**YOUR ASSIGNMENT**
Give every entry below again, exactly as written, and skip the images.

Referring expression data:
- - - -

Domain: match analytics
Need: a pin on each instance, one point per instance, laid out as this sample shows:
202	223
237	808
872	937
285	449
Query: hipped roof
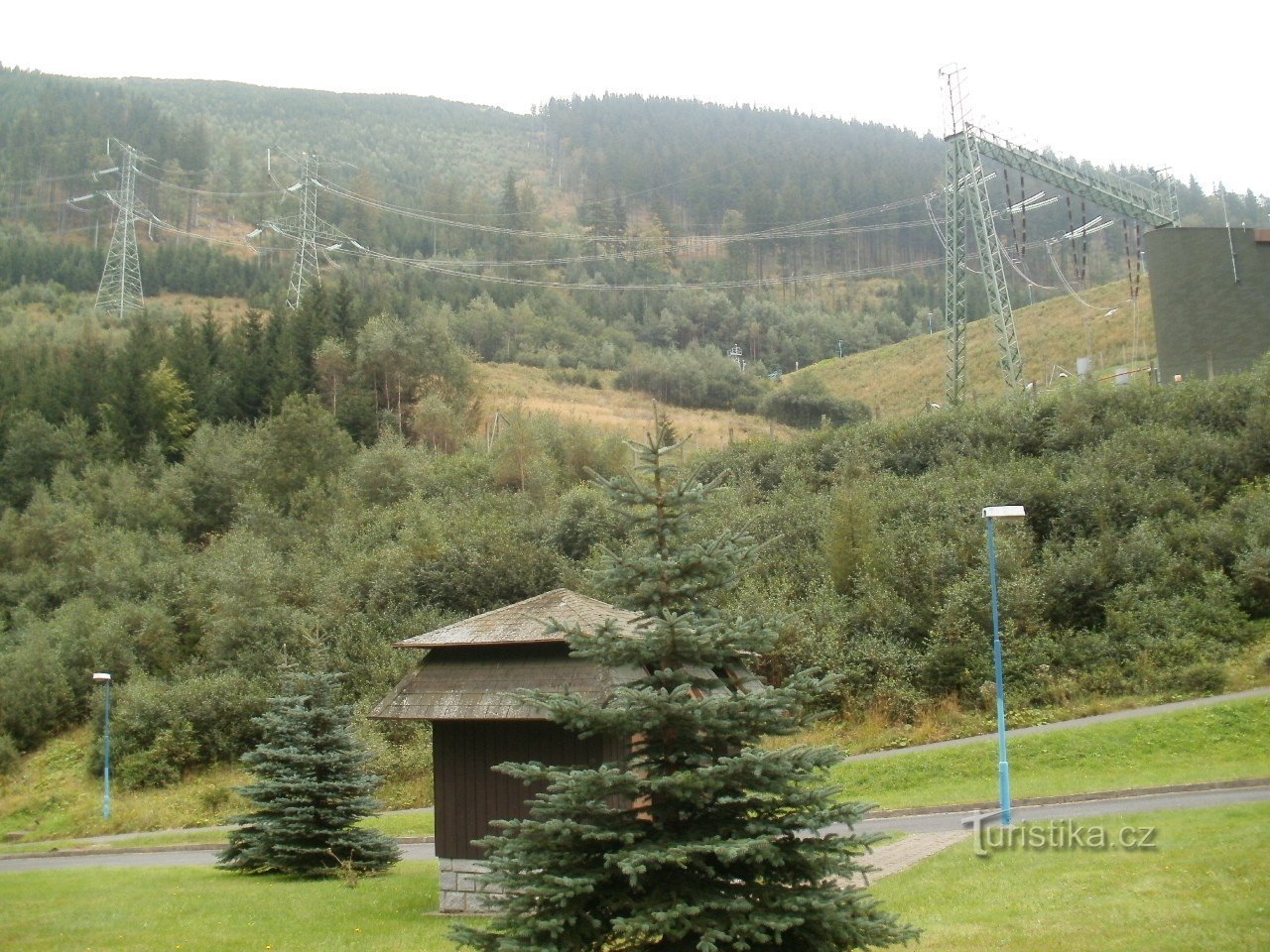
466	676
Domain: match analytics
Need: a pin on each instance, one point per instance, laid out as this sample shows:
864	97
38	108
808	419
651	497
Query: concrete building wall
1206	321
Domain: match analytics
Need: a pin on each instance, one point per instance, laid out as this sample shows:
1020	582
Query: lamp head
1005	513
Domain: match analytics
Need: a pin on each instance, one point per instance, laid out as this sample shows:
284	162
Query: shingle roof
526	622
479	664
462	684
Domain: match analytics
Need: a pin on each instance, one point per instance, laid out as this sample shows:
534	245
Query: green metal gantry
966	204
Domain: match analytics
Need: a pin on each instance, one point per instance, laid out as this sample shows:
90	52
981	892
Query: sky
1105	82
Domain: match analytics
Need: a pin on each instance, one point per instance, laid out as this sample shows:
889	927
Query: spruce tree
309	791
698	838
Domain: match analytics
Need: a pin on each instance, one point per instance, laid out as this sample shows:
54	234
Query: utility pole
119	291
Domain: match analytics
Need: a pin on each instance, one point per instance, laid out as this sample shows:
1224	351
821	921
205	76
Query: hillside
899	380
511	388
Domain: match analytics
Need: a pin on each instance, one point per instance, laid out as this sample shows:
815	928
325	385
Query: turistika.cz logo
1057	835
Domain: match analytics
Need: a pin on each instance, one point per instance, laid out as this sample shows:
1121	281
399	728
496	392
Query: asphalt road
926	823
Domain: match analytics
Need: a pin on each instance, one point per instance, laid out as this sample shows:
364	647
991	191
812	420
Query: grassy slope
1203	888
53	796
1224	742
899	380
511	386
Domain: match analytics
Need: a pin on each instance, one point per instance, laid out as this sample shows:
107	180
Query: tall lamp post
993	515
103	678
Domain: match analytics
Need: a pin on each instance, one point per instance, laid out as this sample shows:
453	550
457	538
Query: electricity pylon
966	204
308	230
119	293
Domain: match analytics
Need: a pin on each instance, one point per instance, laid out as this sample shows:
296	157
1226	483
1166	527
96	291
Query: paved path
931	833
907	852
1076	722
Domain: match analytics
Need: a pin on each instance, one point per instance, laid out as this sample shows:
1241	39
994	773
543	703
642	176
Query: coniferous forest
194	502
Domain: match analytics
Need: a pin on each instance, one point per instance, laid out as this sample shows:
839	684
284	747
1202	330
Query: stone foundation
462	887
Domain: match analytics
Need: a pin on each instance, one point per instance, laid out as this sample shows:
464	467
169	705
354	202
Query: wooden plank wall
468	793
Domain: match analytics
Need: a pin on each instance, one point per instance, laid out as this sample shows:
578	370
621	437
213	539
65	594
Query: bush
162	729
9	756
806	403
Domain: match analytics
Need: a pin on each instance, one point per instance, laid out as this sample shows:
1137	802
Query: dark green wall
1206	321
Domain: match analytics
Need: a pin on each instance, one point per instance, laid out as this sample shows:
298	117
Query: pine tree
698	838
309	791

- - - -

**ANSWER TO THIS EXERCISE**
Domain: match analytics
Need: a pin on each instance, one point per instance, laid out as this sample shows:
202	223
237	808
872	937
285	449
Query: hipped roof
466	676
Domain: match analytics
Need: a pin on each instance, one point per instance, laid out as this sample shows:
864	97
38	108
808	419
651	497
Query: concrete building wall
1206	321
Domain: match analytics
Need: a pin on each instance, one point per instance, laid out as this sample shows:
1020	582
Query: lamp head
1005	513
Domain: match analytics
Need: a pin on each instance, one point per instance, laid out as this sample shows:
284	162
Query: shingle roof
526	622
479	664
462	684
Domain: match analytics
Need: a pin on each instance, one point per instance, laid out as this sample shows:
534	245
Query: green metal gantry
966	204
Domain: match analytics
Need: a pin on each instance, one point per instance, laid out as this sample shows:
90	52
981	892
Query: sky
1105	82
Domain: match analytics
Need: a pin on each instance, one point per instance, laid out as this sample shows:
889	927
Query: spruce tree
309	791
698	838
Domain: match analytics
Need: a pin on each instance, one point per instance, laid out as this sample shows:
54	234
Query: utility pole
119	291
Domain: match analytics
Need: a pin on each instance, one point per instance, laid out as this sample shows:
1224	351
821	921
205	76
Query: hillside
899	380
511	388
Domain: match analytics
Need: a pin on each instance, one point per instance, laid out as this sample shows:
815	928
325	385
Query: turistika.cz logo
1057	835
Domain: match analytics
Need: a pin on each instance, one point per instance, laid out as this sample shows:
1121	281
399	728
496	392
Query: asphalt road
926	823
Domain: match analytics
Need: a pin on each instance, one point per instance, laid out as this sample shows:
364	647
991	191
812	420
Query: grassy slope
1203	888
53	796
1224	742
899	380
511	386
Domain: match analytics
Need: a pin on each instance, one point per instance, laid out as this sample shows:
107	180
Query: tall lamp post
993	515
103	678
Domain: match analytics
Need: a pin on each instance, one point per instance, laid out as this sample shows:
453	550
457	538
Query: electricity pylon
966	204
308	230
119	293
Domain: match analytics
Need: a pin on each instance, one point per instance, laid out as this sample shows:
296	157
1226	483
1166	527
96	291
Query: paved path
931	833
907	852
1076	722
Domain: match analytics
Need: a pin on each instance, one point per instance, laid out as this sample shows:
1241	39
994	773
543	703
642	176
Query: coniferous forest
194	502
Domain: match analytics
Need: a pin on each instance, one point per instance, laid out as this sample shows:
839	684
284	747
1202	330
Query: stone foundation
462	887
Domain: match analytics
Need: a pin on each instance, one point per instance, laid out as this sample shows:
464	467
169	705
354	202
Query: wooden plank wall
468	793
Domain: match analytics
Need: a pin on each instance, one point per instance, laid out as this sample shows:
578	370
621	437
213	539
65	594
Query: bush
162	729
9	756
806	403
Domain: match analytics
Need: a pin on each instance, one point per instance, laid out as this sample shows:
1137	802
Query: dark green wall
1206	321
Domain: match analytics
Need: a pin on each instance, one point per instance, laid out as this sample shows:
298	117
Query: pine tree
698	838
309	791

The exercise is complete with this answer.